PROVIDED MATERIAL:

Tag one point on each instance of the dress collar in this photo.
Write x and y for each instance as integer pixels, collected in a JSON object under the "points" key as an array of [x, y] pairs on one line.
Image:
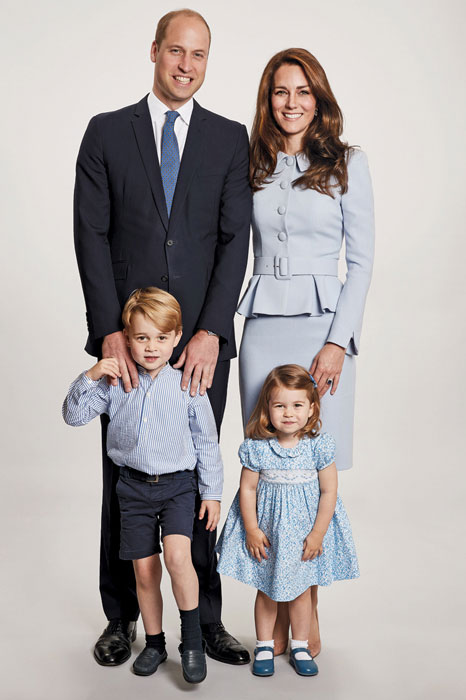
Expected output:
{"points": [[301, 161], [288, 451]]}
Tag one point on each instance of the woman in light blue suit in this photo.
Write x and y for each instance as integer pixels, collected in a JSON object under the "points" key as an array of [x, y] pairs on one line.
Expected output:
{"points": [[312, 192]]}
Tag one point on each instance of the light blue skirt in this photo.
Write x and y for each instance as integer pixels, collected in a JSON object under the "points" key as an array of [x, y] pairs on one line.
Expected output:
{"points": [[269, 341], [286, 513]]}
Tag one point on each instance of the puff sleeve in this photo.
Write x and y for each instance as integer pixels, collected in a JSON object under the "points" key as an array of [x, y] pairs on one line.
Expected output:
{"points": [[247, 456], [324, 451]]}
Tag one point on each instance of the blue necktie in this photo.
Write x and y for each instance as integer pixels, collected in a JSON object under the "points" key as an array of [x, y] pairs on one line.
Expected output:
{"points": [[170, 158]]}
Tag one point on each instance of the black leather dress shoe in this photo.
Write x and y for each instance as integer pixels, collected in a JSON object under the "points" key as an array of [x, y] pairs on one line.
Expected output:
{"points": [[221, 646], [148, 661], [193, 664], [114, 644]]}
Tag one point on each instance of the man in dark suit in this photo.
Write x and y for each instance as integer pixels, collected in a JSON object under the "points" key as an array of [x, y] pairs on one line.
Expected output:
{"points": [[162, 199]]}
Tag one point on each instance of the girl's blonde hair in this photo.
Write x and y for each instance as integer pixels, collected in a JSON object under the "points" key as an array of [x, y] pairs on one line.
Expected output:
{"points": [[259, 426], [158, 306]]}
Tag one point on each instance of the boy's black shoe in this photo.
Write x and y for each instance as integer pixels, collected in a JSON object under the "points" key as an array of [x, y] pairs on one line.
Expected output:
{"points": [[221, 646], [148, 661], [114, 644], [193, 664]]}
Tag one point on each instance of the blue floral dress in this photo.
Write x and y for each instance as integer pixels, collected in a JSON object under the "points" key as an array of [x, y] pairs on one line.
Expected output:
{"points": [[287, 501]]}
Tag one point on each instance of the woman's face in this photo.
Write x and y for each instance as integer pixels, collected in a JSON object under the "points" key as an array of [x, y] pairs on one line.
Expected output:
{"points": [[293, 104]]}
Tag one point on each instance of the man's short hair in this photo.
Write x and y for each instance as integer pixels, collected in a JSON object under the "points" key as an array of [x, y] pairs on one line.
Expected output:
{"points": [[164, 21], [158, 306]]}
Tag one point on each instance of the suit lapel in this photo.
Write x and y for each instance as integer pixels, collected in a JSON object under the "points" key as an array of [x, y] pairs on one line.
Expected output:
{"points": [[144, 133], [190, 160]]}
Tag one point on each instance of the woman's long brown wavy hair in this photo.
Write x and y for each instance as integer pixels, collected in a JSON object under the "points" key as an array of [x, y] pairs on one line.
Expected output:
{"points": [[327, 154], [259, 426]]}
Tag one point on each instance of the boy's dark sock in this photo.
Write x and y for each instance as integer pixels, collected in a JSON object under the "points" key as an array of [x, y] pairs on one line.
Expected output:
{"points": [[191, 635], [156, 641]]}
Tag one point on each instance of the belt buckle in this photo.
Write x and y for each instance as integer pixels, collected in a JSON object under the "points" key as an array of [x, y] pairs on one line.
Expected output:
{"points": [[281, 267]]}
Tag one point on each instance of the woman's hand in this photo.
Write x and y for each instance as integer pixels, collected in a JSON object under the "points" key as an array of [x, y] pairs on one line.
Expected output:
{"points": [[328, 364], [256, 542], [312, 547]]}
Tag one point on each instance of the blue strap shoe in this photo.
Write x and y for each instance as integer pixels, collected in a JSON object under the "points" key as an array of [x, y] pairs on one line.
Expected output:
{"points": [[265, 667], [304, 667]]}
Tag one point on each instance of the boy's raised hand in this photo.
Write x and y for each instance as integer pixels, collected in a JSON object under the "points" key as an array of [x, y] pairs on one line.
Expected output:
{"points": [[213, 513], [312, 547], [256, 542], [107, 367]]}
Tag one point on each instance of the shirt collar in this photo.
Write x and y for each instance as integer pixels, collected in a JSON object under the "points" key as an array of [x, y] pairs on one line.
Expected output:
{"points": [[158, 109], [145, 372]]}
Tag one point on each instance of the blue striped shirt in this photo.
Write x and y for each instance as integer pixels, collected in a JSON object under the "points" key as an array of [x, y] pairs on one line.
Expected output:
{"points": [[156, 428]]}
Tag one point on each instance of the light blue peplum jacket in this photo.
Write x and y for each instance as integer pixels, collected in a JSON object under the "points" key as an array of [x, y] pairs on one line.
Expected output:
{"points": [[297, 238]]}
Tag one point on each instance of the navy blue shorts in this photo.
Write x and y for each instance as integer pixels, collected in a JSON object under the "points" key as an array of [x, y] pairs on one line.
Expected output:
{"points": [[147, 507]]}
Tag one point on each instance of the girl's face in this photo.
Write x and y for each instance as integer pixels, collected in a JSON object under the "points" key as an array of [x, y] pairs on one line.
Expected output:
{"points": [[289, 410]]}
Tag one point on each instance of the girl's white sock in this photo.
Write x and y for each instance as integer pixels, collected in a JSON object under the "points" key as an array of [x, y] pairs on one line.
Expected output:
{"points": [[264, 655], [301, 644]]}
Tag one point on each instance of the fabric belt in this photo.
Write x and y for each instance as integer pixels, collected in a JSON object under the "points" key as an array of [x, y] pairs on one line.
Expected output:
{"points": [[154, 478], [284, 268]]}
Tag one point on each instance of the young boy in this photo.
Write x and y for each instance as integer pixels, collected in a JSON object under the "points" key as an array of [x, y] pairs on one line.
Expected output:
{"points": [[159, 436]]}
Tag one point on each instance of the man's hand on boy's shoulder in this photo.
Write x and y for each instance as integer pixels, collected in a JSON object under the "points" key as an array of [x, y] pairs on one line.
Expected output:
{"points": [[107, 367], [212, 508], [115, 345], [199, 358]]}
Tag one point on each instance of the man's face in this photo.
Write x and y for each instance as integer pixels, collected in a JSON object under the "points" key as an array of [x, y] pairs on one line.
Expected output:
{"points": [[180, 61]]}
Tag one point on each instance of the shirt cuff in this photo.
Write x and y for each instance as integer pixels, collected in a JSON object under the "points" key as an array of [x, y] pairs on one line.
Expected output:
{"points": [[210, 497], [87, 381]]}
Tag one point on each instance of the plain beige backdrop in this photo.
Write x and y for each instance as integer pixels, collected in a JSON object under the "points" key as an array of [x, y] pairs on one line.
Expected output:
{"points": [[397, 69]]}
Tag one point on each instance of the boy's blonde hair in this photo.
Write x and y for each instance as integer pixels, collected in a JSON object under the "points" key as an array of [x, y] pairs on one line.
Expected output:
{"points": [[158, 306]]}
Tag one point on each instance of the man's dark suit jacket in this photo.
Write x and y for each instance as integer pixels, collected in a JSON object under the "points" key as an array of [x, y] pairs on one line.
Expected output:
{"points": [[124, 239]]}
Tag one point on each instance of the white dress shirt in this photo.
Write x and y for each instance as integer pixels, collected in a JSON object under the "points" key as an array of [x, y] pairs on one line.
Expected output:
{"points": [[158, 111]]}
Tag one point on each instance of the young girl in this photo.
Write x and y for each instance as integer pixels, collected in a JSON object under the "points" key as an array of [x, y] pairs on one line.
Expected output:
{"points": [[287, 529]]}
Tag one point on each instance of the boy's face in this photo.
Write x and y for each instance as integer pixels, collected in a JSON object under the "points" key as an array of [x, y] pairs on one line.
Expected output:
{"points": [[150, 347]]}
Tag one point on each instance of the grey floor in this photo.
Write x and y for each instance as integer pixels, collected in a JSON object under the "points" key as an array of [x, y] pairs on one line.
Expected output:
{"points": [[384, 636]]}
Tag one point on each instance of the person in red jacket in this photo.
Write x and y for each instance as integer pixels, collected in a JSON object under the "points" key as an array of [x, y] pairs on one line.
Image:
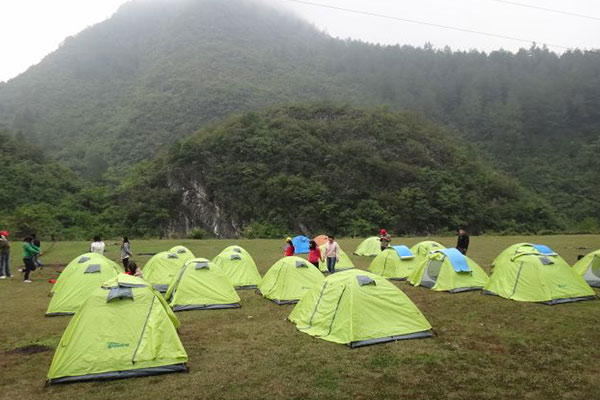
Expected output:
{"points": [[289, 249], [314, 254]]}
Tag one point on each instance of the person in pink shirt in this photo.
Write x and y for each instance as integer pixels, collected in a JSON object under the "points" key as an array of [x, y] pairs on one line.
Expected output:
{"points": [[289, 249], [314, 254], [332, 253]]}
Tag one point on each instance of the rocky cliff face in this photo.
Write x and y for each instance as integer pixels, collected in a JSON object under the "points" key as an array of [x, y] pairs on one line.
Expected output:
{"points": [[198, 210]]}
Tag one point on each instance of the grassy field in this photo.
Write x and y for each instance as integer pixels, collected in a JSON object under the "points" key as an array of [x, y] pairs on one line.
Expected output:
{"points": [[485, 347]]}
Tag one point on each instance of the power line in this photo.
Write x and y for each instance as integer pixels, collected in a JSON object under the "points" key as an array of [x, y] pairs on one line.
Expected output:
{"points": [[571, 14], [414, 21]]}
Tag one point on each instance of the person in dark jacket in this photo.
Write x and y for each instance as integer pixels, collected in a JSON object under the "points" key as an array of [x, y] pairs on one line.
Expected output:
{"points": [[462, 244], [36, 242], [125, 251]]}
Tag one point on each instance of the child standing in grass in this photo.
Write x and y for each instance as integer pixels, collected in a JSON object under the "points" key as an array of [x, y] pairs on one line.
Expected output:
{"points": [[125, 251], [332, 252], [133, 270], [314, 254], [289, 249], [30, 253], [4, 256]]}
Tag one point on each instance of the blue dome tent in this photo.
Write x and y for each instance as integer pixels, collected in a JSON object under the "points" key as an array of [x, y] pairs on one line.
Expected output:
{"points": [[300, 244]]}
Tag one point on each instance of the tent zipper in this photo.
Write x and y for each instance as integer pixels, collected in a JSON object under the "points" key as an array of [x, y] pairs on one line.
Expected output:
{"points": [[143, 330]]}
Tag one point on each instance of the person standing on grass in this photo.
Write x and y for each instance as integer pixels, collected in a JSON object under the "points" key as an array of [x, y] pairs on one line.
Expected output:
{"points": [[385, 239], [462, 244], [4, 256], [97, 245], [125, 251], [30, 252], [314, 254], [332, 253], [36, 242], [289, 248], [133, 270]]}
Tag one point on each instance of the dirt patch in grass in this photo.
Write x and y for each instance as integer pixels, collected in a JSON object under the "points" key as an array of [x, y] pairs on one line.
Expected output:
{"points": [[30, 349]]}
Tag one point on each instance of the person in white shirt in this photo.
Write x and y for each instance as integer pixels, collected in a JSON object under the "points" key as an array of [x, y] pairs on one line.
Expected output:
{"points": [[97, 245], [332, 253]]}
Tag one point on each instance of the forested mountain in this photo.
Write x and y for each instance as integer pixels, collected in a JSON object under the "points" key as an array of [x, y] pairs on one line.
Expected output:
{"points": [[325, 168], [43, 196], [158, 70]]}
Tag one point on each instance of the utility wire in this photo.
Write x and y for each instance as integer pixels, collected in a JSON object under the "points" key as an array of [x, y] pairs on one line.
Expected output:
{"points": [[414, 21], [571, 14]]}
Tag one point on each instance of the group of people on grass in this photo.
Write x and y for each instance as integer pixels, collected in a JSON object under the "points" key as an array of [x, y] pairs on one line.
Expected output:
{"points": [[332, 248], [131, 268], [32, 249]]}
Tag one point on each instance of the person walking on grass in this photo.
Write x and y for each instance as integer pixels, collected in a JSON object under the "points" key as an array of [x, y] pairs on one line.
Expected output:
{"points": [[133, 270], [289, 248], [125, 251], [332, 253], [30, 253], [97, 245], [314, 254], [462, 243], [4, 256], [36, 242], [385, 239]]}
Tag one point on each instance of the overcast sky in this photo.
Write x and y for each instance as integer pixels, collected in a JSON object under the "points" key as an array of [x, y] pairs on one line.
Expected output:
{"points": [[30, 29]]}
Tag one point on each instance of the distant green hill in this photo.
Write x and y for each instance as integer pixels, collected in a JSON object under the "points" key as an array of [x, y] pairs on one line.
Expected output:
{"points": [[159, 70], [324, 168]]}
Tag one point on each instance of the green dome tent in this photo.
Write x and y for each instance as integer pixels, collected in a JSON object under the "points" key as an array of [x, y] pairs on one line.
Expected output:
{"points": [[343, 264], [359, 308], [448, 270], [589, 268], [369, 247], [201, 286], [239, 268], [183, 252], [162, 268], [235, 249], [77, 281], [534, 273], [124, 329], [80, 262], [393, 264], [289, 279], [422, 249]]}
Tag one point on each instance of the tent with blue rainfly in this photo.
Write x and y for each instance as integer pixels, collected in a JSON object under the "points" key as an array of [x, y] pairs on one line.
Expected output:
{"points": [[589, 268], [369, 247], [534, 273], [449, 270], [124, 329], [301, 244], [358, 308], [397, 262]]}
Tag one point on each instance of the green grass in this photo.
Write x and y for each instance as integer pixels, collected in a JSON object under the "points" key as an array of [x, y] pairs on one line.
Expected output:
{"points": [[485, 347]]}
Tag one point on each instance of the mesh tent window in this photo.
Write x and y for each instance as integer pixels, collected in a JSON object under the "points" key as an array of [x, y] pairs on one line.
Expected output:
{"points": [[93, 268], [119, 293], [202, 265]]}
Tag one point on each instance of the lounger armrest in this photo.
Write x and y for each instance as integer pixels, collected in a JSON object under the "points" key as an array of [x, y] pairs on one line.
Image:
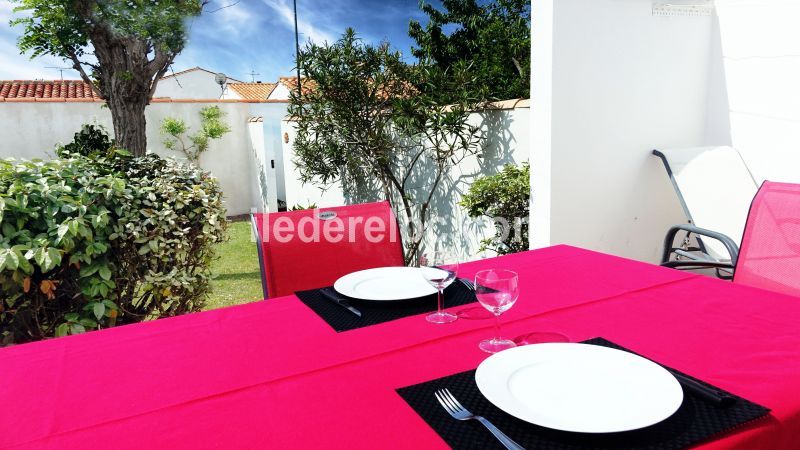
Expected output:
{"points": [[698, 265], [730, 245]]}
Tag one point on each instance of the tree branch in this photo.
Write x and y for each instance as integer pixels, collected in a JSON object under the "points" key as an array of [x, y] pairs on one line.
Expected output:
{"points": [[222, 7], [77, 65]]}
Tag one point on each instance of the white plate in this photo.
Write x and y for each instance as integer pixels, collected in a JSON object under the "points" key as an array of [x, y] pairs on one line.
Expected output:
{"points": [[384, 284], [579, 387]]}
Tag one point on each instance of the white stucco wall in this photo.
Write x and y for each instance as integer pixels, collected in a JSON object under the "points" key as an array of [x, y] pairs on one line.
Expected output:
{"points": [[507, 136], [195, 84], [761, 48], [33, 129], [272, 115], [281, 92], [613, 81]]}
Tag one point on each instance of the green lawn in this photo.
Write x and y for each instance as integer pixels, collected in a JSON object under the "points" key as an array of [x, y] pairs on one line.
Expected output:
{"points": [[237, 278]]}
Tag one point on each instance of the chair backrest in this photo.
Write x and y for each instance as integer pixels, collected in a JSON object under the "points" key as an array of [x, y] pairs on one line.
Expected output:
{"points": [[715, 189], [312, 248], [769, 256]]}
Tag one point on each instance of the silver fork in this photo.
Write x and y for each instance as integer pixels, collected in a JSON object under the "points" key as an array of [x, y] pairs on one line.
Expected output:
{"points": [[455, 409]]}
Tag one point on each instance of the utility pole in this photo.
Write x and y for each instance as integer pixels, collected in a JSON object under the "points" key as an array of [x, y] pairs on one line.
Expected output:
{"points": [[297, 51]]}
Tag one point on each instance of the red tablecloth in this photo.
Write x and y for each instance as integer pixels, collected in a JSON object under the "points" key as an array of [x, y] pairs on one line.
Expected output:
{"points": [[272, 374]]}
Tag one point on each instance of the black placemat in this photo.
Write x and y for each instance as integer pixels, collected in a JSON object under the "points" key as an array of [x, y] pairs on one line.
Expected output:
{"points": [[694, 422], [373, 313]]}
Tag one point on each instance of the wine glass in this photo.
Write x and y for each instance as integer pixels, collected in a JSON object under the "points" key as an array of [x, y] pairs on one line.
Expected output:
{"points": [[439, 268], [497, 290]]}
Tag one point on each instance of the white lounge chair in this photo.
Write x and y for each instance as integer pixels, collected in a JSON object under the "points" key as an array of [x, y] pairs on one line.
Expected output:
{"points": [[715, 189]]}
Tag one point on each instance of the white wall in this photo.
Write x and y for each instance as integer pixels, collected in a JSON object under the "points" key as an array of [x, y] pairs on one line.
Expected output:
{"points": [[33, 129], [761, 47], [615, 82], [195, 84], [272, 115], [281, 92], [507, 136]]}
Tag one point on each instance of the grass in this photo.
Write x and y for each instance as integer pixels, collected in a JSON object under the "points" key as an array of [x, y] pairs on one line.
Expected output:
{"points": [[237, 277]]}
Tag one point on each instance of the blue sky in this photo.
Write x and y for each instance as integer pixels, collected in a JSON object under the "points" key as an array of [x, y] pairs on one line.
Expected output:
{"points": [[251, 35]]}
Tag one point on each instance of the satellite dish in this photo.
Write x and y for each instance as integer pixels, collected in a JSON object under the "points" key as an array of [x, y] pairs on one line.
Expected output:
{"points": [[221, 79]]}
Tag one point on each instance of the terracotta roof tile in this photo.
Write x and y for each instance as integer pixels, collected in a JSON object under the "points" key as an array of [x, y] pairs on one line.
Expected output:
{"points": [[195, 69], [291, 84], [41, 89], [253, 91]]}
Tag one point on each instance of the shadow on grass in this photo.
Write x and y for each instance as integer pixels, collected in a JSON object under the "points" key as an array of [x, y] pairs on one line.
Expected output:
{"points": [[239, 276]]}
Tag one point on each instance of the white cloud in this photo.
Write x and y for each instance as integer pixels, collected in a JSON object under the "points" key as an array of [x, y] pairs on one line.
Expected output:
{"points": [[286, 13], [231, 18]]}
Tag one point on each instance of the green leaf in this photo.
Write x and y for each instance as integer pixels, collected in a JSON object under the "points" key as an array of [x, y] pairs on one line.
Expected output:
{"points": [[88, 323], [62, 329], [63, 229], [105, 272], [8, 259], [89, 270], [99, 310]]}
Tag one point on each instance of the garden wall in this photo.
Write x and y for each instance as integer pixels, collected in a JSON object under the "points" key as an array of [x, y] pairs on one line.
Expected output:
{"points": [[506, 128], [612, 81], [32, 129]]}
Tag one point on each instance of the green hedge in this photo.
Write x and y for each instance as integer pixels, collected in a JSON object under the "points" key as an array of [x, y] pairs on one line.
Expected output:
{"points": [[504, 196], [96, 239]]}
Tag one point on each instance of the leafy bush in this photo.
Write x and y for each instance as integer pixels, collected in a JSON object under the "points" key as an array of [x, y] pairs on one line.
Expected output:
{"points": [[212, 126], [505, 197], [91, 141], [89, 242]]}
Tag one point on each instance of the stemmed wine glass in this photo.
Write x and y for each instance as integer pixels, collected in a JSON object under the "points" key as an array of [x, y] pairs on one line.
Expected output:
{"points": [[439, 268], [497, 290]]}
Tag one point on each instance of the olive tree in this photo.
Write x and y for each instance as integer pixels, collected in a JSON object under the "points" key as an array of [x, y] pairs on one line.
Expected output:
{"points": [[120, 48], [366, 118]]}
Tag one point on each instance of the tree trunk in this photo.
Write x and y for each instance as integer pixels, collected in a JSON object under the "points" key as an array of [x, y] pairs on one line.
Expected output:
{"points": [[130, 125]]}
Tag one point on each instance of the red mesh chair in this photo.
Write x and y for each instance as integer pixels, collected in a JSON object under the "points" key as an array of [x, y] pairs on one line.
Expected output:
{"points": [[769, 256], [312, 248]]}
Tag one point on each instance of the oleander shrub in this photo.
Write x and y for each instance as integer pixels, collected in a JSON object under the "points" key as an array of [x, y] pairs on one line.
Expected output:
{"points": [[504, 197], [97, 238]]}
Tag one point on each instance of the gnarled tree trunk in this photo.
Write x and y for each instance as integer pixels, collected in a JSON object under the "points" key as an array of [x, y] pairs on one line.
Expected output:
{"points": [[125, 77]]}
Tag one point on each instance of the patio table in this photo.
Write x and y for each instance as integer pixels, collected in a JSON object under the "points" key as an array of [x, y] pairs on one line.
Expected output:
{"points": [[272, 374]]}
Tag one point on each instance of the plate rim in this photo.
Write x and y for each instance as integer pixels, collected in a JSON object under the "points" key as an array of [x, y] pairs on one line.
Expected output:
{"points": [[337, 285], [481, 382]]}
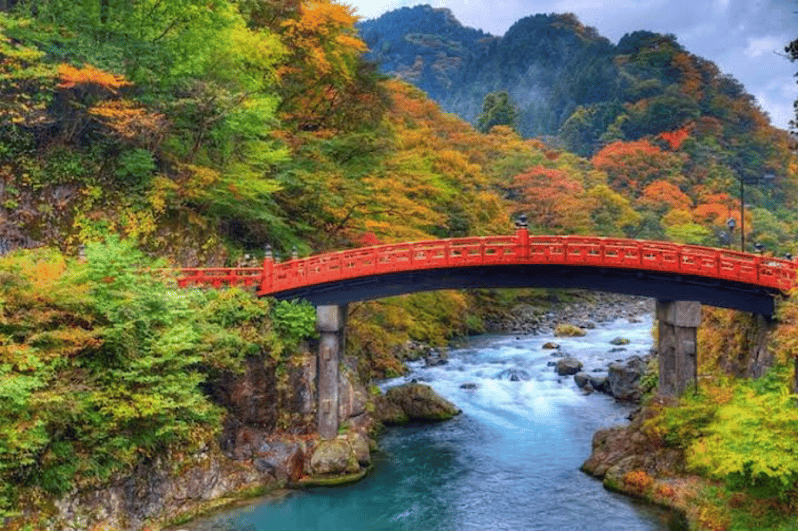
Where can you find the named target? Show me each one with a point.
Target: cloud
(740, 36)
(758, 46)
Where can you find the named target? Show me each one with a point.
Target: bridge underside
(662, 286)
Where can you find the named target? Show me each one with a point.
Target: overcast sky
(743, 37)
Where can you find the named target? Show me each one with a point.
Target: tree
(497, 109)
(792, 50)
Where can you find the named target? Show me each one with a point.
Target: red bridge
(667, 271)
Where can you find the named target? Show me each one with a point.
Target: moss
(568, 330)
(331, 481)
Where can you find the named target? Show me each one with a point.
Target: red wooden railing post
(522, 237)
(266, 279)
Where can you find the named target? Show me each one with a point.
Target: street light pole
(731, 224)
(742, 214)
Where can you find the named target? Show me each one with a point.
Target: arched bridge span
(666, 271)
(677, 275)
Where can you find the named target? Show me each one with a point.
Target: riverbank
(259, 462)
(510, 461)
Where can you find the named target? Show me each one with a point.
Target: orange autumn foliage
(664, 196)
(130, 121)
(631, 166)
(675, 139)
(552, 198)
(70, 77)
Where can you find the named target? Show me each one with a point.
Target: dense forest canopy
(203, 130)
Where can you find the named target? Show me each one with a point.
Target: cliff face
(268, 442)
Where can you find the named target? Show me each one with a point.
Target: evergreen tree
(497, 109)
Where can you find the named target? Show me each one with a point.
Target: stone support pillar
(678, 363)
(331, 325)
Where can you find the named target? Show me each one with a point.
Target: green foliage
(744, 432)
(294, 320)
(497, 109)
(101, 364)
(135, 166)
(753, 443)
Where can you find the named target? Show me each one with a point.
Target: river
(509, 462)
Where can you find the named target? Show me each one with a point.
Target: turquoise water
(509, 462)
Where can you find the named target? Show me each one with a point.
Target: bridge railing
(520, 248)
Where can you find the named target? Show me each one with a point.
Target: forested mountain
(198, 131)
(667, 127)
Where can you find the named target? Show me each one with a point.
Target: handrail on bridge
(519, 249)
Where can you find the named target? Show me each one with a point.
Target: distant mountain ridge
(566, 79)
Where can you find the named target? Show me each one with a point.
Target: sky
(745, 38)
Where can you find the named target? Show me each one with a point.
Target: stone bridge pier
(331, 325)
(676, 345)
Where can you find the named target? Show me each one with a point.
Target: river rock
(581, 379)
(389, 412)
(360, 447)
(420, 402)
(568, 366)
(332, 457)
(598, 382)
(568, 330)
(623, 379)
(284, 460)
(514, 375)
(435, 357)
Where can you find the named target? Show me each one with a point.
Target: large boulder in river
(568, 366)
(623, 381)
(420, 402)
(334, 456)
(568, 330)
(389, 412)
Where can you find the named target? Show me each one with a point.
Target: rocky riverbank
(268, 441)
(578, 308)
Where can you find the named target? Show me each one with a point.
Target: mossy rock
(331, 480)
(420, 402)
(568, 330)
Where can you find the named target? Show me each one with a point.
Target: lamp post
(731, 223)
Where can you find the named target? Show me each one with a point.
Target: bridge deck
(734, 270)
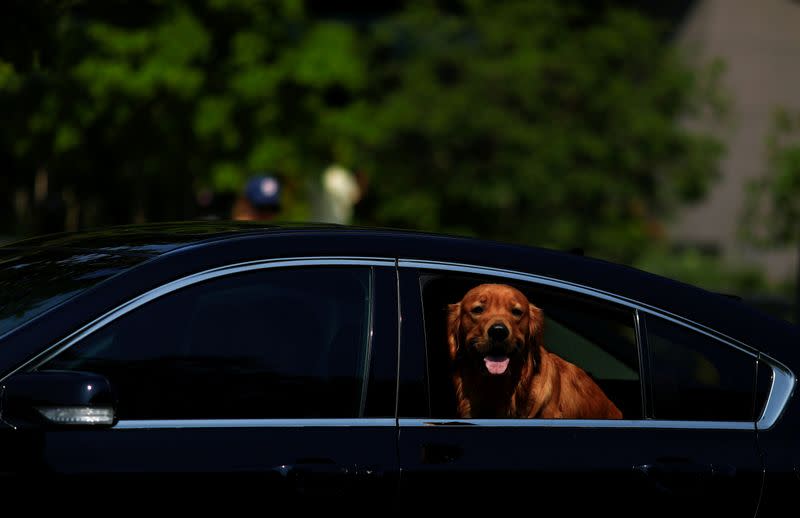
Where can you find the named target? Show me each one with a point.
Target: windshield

AIM: Gather every line from the listing above that contains the word "tent", and copy each one in full.

ANSWER:
Tag one point on each instance of the blue dome tent in this photo.
Tag one point on each instance of the tent zipper in this photo.
Tag one point on each instance of the green dome tent in this photo.
Tag one point on each instance of the tent with blue rainfly in this photo.
Tag one point on each instance of the mesh tent window in this photo.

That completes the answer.